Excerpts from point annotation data
|---|

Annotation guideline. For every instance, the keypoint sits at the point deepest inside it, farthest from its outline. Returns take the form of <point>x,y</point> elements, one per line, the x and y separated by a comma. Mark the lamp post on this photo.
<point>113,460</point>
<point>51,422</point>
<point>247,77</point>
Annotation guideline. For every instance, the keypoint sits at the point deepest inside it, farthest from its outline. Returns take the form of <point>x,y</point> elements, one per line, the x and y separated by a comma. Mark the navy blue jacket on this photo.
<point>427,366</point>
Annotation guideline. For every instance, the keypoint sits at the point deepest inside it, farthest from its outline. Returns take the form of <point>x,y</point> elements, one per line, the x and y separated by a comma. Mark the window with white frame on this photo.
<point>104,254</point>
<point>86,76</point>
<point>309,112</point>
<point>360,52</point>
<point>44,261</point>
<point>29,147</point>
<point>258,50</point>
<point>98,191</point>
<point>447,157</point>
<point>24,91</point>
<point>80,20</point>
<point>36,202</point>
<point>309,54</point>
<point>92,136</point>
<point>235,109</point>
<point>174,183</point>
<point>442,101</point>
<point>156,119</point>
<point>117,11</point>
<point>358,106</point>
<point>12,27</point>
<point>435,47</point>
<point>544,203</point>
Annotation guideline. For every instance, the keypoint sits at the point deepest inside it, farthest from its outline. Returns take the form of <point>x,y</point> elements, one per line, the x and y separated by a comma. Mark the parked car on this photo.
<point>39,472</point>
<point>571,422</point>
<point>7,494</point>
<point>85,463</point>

|---|

→ Required work
Write out every line of the records above with no changes.

→ Task output
Annotation guideline. For every instance, the keypoint sits at the point deepest inside it, farthest from its outline. Returns take the form of <point>x,y</point> elements, one per line, the x and y separated by a comma. Mark the lamp post on this photo.
<point>113,460</point>
<point>51,422</point>
<point>247,77</point>
Annotation guideline. For every instance, the keypoint sits at the point deepest inside it, farthest from its outline. Returns take the form of <point>x,y</point> elements, one per line, the x and y separated by a comma. Mark the navy blue jacket on this photo.
<point>427,366</point>
Annotation guideline. For every instance, the keypoint sits at the point deepest inside it, farthest from its outline. Returns take the form of <point>x,y</point> elements, one per line, the x and y separated by a comma. Mark the window with white frame on this photo.
<point>104,254</point>
<point>86,76</point>
<point>309,112</point>
<point>360,52</point>
<point>44,261</point>
<point>29,147</point>
<point>258,50</point>
<point>98,191</point>
<point>447,157</point>
<point>24,91</point>
<point>80,20</point>
<point>36,202</point>
<point>309,54</point>
<point>92,136</point>
<point>235,109</point>
<point>174,183</point>
<point>442,101</point>
<point>156,119</point>
<point>117,11</point>
<point>358,106</point>
<point>12,27</point>
<point>435,47</point>
<point>544,203</point>
Annotation guideline. For every instance, the keypoint sits at the point deepest inside it, farthest from its outline. Returns take the form of <point>x,y</point> elements, one per line, the x and y separated by a comma. Mark the parked car on this photo.
<point>39,472</point>
<point>571,422</point>
<point>7,494</point>
<point>85,463</point>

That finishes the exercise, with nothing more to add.